* [Requirement]: Write out exactly the lines of the entries below from the one holding "positive clicks: (736, 341) (809, 356)" to the one holding "negative clicks: (390, 407) (603, 577)", inclusive, and leave out all other lines.

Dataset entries

§ §

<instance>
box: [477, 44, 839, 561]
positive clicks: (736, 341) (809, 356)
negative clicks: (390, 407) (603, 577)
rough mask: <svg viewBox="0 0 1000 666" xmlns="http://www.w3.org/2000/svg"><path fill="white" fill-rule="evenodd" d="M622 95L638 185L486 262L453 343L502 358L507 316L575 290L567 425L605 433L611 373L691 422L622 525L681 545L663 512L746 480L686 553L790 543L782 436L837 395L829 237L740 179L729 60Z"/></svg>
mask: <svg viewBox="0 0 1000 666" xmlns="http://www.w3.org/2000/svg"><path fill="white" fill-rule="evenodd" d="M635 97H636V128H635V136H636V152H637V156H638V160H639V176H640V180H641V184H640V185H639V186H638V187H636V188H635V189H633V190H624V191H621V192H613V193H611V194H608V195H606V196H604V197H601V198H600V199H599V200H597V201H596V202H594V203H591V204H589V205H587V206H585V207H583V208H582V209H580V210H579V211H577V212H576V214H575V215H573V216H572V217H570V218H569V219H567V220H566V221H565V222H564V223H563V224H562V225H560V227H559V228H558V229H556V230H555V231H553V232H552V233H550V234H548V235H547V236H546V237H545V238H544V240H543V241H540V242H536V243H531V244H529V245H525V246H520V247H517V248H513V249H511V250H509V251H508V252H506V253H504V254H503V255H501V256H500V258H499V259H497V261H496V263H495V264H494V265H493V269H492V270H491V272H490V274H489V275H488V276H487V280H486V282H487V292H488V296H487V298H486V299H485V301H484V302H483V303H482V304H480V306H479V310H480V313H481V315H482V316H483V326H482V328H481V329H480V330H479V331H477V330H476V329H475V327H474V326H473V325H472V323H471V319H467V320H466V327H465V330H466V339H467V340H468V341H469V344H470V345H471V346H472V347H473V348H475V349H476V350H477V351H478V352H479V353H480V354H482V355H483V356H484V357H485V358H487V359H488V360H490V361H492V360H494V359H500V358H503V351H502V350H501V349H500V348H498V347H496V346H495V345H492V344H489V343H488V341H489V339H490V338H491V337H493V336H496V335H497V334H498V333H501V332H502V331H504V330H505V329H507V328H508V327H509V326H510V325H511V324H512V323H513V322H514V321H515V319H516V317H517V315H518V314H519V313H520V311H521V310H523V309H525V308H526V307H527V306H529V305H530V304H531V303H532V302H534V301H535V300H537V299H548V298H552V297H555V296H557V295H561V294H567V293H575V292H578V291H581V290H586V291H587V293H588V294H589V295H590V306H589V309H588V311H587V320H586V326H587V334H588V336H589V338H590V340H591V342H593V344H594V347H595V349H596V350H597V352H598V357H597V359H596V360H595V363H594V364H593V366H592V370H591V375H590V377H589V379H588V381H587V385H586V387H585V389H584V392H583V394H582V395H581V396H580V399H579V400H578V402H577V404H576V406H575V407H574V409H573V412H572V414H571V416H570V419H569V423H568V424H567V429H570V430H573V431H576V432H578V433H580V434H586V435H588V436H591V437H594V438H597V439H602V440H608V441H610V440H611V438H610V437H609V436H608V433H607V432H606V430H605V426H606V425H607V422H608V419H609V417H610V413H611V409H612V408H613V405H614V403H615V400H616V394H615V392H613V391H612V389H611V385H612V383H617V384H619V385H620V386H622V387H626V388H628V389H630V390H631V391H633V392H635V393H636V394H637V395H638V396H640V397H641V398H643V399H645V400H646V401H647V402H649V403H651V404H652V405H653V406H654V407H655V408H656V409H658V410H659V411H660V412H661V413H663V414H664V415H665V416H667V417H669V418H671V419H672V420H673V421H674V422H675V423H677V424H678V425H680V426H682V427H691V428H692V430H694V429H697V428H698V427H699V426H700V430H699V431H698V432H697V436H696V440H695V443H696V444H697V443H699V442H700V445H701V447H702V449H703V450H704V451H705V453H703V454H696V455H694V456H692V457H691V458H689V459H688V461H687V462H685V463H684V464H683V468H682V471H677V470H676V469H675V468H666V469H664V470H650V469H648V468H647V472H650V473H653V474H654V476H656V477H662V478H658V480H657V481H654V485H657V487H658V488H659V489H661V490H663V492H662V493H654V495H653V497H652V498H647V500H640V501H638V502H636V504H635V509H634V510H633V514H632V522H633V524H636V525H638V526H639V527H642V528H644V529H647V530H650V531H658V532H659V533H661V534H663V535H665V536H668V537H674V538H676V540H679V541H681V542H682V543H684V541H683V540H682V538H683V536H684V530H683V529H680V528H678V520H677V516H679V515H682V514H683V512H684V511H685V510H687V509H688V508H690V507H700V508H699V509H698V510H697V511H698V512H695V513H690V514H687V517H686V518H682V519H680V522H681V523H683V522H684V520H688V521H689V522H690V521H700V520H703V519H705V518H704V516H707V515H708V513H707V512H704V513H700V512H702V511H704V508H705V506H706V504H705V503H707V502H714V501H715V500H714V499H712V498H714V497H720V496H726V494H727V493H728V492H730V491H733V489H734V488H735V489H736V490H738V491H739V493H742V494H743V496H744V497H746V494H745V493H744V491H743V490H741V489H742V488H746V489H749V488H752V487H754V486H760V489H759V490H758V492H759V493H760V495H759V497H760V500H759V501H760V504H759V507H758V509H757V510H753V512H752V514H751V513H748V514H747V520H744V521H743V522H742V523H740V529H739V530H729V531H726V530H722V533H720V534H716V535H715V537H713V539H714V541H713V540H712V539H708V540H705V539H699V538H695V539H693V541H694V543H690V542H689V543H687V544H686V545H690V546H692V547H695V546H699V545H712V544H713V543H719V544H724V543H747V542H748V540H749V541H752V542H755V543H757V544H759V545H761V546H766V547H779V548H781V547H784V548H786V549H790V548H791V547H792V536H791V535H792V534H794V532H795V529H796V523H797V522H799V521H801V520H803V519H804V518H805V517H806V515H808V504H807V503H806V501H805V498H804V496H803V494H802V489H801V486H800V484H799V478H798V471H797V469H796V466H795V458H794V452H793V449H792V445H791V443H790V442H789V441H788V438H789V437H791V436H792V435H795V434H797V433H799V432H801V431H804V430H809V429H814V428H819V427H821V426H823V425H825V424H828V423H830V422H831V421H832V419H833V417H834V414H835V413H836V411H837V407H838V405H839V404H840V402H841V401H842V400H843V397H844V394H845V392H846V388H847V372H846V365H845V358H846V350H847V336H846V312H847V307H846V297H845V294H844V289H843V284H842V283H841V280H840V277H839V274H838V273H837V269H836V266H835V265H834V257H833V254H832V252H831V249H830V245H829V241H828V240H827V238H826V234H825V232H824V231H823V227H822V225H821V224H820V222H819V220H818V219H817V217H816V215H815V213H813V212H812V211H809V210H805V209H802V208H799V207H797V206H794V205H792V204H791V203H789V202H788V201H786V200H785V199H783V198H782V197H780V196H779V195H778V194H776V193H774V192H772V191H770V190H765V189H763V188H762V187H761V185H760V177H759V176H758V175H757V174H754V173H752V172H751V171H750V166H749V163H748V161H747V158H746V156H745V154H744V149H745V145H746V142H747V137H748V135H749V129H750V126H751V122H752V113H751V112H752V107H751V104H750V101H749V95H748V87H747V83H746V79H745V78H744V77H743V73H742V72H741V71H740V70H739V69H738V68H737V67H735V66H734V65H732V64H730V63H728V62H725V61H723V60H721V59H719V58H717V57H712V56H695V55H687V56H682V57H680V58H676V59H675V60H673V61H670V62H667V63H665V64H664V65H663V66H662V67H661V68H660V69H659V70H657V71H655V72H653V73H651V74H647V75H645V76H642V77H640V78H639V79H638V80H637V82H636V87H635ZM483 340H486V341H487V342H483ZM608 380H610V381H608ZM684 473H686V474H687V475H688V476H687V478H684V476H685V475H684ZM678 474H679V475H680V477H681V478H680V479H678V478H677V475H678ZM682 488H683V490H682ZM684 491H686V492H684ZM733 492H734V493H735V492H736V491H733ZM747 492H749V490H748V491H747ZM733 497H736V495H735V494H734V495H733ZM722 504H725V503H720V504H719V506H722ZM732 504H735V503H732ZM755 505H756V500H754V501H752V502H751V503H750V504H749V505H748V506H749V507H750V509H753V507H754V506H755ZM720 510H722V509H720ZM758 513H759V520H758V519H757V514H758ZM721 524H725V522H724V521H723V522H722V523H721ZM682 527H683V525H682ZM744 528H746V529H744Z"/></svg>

§ §

* [Answer to the exercise]:
positive clicks: (736, 341) (809, 356)
negative clicks: (390, 407) (603, 577)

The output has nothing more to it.